* **GIVEN ENTRIES**
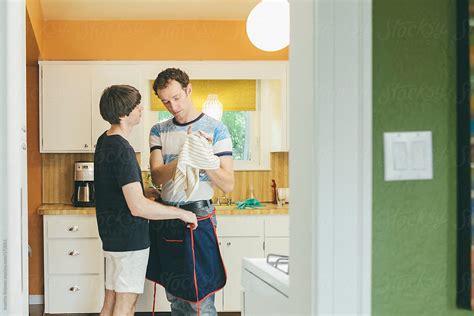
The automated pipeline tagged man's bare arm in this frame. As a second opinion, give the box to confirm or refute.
[150,149,178,186]
[122,182,197,228]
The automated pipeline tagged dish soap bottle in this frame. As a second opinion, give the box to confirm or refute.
[249,184,255,199]
[272,179,277,204]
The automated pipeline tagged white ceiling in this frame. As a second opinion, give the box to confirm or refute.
[40,0,260,20]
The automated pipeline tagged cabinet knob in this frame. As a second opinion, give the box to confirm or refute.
[69,250,79,257]
[67,225,79,232]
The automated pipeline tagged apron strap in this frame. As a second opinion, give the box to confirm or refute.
[151,282,156,316]
[197,207,216,221]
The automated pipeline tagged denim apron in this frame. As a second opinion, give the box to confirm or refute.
[146,211,227,303]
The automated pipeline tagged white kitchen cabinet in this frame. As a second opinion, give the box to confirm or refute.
[44,215,289,313]
[219,237,264,312]
[135,280,171,312]
[40,62,146,153]
[264,215,290,257]
[40,65,92,152]
[43,215,105,313]
[216,215,265,312]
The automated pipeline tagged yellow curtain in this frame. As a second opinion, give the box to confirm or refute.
[149,80,257,111]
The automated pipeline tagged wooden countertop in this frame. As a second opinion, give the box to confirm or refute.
[38,203,288,216]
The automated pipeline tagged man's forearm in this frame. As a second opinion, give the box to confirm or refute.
[206,168,234,193]
[151,159,178,186]
[133,198,184,220]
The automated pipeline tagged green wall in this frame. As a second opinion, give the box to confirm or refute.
[372,0,471,315]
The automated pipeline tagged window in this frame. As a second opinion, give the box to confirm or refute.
[222,111,252,160]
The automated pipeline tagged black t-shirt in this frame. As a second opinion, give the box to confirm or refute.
[94,133,150,251]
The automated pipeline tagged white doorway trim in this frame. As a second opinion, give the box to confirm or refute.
[289,0,372,315]
[0,0,28,315]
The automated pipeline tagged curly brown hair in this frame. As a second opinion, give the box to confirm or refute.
[153,68,189,95]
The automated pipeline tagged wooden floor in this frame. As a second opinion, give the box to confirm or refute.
[30,305,240,316]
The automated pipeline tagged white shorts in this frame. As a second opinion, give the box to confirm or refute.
[104,248,150,294]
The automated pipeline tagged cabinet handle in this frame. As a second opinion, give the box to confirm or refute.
[67,225,79,232]
[69,250,79,257]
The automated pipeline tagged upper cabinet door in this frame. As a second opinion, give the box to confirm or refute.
[40,65,92,152]
[91,65,145,152]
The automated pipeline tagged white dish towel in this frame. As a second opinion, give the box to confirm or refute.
[173,133,220,202]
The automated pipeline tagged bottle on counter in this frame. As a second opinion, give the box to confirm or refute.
[272,179,278,204]
[249,184,255,199]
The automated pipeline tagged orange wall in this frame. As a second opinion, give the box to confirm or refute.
[41,21,288,60]
[26,65,43,295]
[26,0,44,52]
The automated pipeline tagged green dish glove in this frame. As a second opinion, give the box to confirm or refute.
[237,199,265,209]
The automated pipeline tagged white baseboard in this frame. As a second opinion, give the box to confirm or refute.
[29,295,44,305]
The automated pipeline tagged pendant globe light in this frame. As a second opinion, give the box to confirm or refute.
[247,0,290,52]
[202,94,223,121]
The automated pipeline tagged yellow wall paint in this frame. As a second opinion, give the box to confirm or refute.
[42,21,288,60]
[26,0,44,54]
[150,80,257,111]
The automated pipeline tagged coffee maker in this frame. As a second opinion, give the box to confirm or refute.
[72,161,95,207]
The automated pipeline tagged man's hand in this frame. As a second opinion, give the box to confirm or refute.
[178,208,198,230]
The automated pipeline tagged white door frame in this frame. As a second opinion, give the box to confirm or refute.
[289,0,372,315]
[0,0,28,315]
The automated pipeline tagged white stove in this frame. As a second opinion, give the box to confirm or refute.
[242,255,290,316]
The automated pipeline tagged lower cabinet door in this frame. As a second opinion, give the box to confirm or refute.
[136,280,171,312]
[45,274,105,313]
[265,237,290,258]
[220,237,264,312]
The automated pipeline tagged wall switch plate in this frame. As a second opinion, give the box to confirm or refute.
[383,132,433,181]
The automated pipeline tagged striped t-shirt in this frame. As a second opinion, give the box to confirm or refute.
[150,113,232,203]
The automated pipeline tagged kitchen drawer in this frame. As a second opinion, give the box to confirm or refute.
[265,215,290,237]
[217,215,263,237]
[46,215,99,238]
[48,238,104,274]
[45,274,105,313]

* **PROBLEM**
Copy the data from the line containing "The automated pipeline tagged wooden floor" through the line containing "[91,65,145,152]", inclusive, swapping "cabinet handle" for "cabinet pull" and leaving everything else unchanged.

* **THE ANSWER**
The automated pipeline tagged wooden floor in this frame. As a second opinion, give the box to confirm or refute.
[30,305,240,316]
The automated pipeline tagged white shorts in this frame. As a second opinion, give the box to confirm or refute.
[104,248,150,294]
The automated pipeline tagged cabinet pull in this frame. As a second opinion, give the box to confirm or refute.
[67,225,79,232]
[69,250,79,257]
The automated pipeline tagged upper cabinet door in this frame. As a second opinion, give the box to confirm or refute.
[40,65,92,152]
[91,65,145,152]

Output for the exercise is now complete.